Top of The data

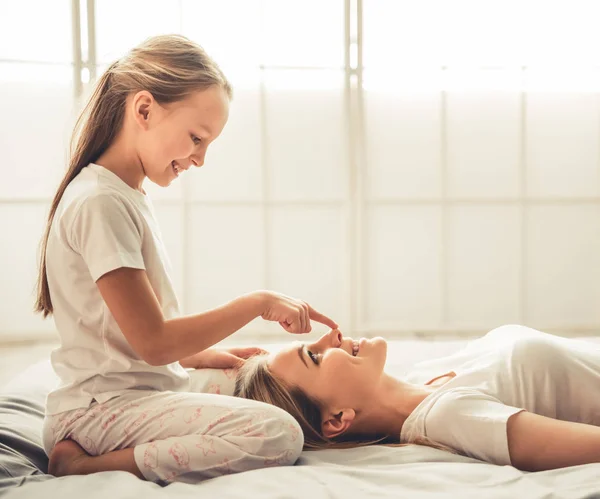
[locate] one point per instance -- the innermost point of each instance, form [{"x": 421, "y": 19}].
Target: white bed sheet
[{"x": 375, "y": 471}]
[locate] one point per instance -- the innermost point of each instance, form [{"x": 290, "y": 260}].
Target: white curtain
[{"x": 401, "y": 165}]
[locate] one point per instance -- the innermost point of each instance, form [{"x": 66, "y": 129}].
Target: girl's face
[
  {"x": 329, "y": 372},
  {"x": 175, "y": 136}
]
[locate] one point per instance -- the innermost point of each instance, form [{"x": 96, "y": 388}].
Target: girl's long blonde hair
[
  {"x": 254, "y": 381},
  {"x": 170, "y": 67}
]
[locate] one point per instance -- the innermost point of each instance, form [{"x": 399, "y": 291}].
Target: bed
[{"x": 375, "y": 471}]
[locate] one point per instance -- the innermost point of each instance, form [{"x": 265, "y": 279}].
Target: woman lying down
[{"x": 516, "y": 397}]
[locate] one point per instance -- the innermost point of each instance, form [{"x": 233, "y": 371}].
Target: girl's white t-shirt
[
  {"x": 511, "y": 369},
  {"x": 102, "y": 224}
]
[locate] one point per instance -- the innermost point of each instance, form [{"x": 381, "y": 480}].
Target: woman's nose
[{"x": 335, "y": 338}]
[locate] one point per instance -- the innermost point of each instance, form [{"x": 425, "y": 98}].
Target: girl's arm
[
  {"x": 131, "y": 299},
  {"x": 538, "y": 443}
]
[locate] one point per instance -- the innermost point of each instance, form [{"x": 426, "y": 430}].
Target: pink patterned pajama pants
[{"x": 182, "y": 436}]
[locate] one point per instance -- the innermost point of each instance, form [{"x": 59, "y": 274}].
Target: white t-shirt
[
  {"x": 102, "y": 224},
  {"x": 512, "y": 368}
]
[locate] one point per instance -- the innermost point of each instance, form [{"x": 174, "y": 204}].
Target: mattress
[{"x": 374, "y": 471}]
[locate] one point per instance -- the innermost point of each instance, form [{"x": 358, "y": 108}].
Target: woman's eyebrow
[
  {"x": 300, "y": 351},
  {"x": 201, "y": 127}
]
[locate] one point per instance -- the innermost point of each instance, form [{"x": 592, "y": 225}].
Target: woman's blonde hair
[
  {"x": 256, "y": 382},
  {"x": 170, "y": 67}
]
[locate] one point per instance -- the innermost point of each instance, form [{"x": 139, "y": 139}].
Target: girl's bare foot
[{"x": 66, "y": 458}]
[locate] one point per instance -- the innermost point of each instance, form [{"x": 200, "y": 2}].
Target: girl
[
  {"x": 516, "y": 397},
  {"x": 105, "y": 277}
]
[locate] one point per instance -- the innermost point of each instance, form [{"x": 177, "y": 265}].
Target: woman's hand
[
  {"x": 293, "y": 315},
  {"x": 212, "y": 358}
]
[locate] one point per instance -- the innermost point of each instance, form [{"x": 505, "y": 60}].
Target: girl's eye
[{"x": 313, "y": 357}]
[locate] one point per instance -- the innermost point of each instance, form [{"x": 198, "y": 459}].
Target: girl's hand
[
  {"x": 293, "y": 315},
  {"x": 211, "y": 358}
]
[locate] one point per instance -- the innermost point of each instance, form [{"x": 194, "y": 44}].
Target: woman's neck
[{"x": 392, "y": 402}]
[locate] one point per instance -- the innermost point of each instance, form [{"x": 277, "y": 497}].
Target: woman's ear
[
  {"x": 334, "y": 424},
  {"x": 142, "y": 103}
]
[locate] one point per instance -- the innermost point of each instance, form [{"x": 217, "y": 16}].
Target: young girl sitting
[{"x": 124, "y": 401}]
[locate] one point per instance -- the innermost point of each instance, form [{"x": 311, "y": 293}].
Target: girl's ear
[
  {"x": 336, "y": 424},
  {"x": 142, "y": 104}
]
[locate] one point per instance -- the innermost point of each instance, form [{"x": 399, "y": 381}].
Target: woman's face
[
  {"x": 328, "y": 371},
  {"x": 176, "y": 135}
]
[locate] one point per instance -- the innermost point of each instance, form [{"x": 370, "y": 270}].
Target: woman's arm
[{"x": 538, "y": 443}]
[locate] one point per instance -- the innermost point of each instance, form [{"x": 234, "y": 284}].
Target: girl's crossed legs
[{"x": 173, "y": 436}]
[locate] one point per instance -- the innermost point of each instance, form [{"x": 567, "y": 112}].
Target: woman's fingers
[{"x": 323, "y": 319}]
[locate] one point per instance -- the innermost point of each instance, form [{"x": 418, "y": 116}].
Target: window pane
[
  {"x": 123, "y": 24},
  {"x": 37, "y": 109},
  {"x": 232, "y": 40},
  {"x": 474, "y": 32},
  {"x": 36, "y": 30},
  {"x": 307, "y": 33}
]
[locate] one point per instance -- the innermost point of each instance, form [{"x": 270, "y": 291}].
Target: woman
[{"x": 516, "y": 396}]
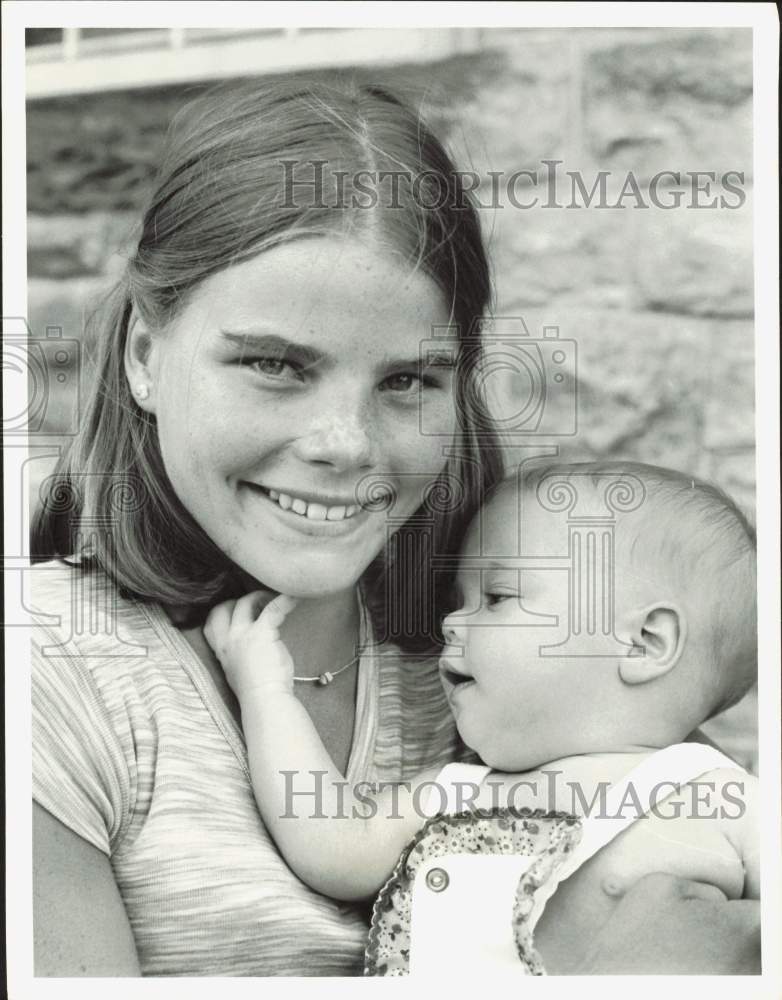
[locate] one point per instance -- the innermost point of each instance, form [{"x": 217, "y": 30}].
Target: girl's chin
[{"x": 306, "y": 583}]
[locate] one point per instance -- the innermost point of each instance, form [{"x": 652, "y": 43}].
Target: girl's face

Bottom of The data

#### Task requirements:
The entries above need to be repeated in full, word for word. Skip the images.

#### Exercise result:
[locate] one point per instance -- the innermost point of each instance, form [{"x": 421, "y": 19}].
Target: white bed sheet
[{"x": 375, "y": 471}]
[locate] one point per instance -- the innermost point of each instance, form [{"x": 290, "y": 260}].
Target: white curtain
[{"x": 401, "y": 165}]
[locate] one point per instance -- the innermost point of each instance, form [{"x": 66, "y": 129}].
Target: girl's face
[
  {"x": 329, "y": 372},
  {"x": 175, "y": 136}
]
[locate] one point per instance -- the innermost point of each instance, form [{"x": 96, "y": 388}].
Target: girl's long blonde hair
[
  {"x": 254, "y": 381},
  {"x": 170, "y": 67}
]
[locate] one point per instance -- the innermost point of each instance, form [{"x": 399, "y": 291}].
Target: bed
[{"x": 375, "y": 471}]
[locate] one point per instance -- the innermost point of each instance, form [{"x": 265, "y": 279}].
Target: woman lying down
[{"x": 516, "y": 397}]
[locate] one point per instance -- the innermost point of each instance, form [{"x": 233, "y": 371}].
Target: girl's white t-shirt
[
  {"x": 511, "y": 369},
  {"x": 102, "y": 224}
]
[locate] one point per instance -- the innermost point of each instance, form [{"x": 381, "y": 480}].
Target: woman's nose
[{"x": 335, "y": 338}]
[locate] one point per instance -- the innermost point of each instance, form [{"x": 425, "y": 98}].
Target: girl's arm
[
  {"x": 131, "y": 299},
  {"x": 538, "y": 443}
]
[locate] one point per instance -- the innermost point of each instance, form [{"x": 426, "y": 430}].
Target: pink patterned pajama pants
[{"x": 182, "y": 436}]
[locate] one point per instance -- the innermost point of each instance, form [{"x": 59, "y": 274}].
Target: white t-shirt
[
  {"x": 102, "y": 224},
  {"x": 512, "y": 368}
]
[locate] one point per instance -- the innermost point of each instance, form [{"x": 174, "y": 204}].
Target: mattress
[{"x": 374, "y": 471}]
[locate] one point per instance -- the innermost point of each instance, form [{"x": 358, "y": 108}].
Target: woman's eyebrow
[
  {"x": 300, "y": 351},
  {"x": 201, "y": 127}
]
[locate] one point per instance -- the innermost point of each instance, form [{"x": 592, "y": 225}].
Target: woman's blonde hair
[
  {"x": 256, "y": 382},
  {"x": 170, "y": 67}
]
[locate] one point per instance -- the innermost point of each instance, form [{"x": 139, "y": 139}].
Target: girl's bare foot
[{"x": 66, "y": 458}]
[locate] one point per instance -- the innermost point of each instance, form [{"x": 200, "y": 2}].
Target: girl
[
  {"x": 516, "y": 397},
  {"x": 105, "y": 277}
]
[locate] one point per instance -- the innermost point of each instance, form [{"x": 177, "y": 265}].
Target: woman's hand
[
  {"x": 293, "y": 315},
  {"x": 212, "y": 358}
]
[locate] one point per instance -- the innermost point of each instance, form [{"x": 505, "y": 60}].
Target: girl's eye
[{"x": 313, "y": 357}]
[locate] one point per instance -- the innermost point of each instance, form [{"x": 198, "y": 459}].
Target: girl's hand
[
  {"x": 293, "y": 315},
  {"x": 211, "y": 358}
]
[locate] one point per instance -- the innermost point of each instance, form [{"x": 194, "y": 44}].
Target: woman's neck
[{"x": 392, "y": 402}]
[locate] one point per instance -- the innermost point of each instance, form [{"x": 277, "y": 497}].
Target: woman's ear
[
  {"x": 334, "y": 424},
  {"x": 142, "y": 103}
]
[locate] one point per instance -- the innermost point of each instance, form [{"x": 217, "y": 16}].
Target: young girl sitting
[{"x": 124, "y": 401}]
[locate] one point per instance -- the innermost point of each instance, form [{"x": 311, "y": 293}].
Target: girl's ear
[
  {"x": 336, "y": 424},
  {"x": 142, "y": 104}
]
[locate] one point per instance -- the innermost point of each instance, form [{"x": 399, "y": 381}].
Target: woman's face
[
  {"x": 328, "y": 371},
  {"x": 176, "y": 135}
]
[locate] one point per instance -- the innermost point of each instance, form [{"x": 370, "y": 270}].
Target: woman's arm
[{"x": 538, "y": 443}]
[locate] one point per instance -- the innermost point of each instance, form [{"x": 234, "y": 284}].
Target: girl's crossed legs
[{"x": 173, "y": 436}]
[locate] one point per instance -- the innermost point of each instance, form [{"x": 567, "y": 112}].
Target: woman's fingers
[{"x": 323, "y": 319}]
[locate] one point per instance -- the innermost point of each instance, form [{"x": 418, "y": 116}].
Target: window pane
[
  {"x": 123, "y": 24},
  {"x": 37, "y": 109},
  {"x": 232, "y": 40},
  {"x": 474, "y": 32},
  {"x": 36, "y": 30},
  {"x": 307, "y": 33}
]
[locate] one point per instance -- the innermost point of each instance, form [{"x": 270, "y": 291}].
Target: woman
[{"x": 516, "y": 396}]
[locate] one point per instance -- the innermost point of each instance, form [{"x": 217, "y": 30}].
Target: girl's chin
[{"x": 306, "y": 583}]
[locate] one point per instance -- the innermost point of each instance, form [{"x": 652, "y": 43}].
Target: girl's face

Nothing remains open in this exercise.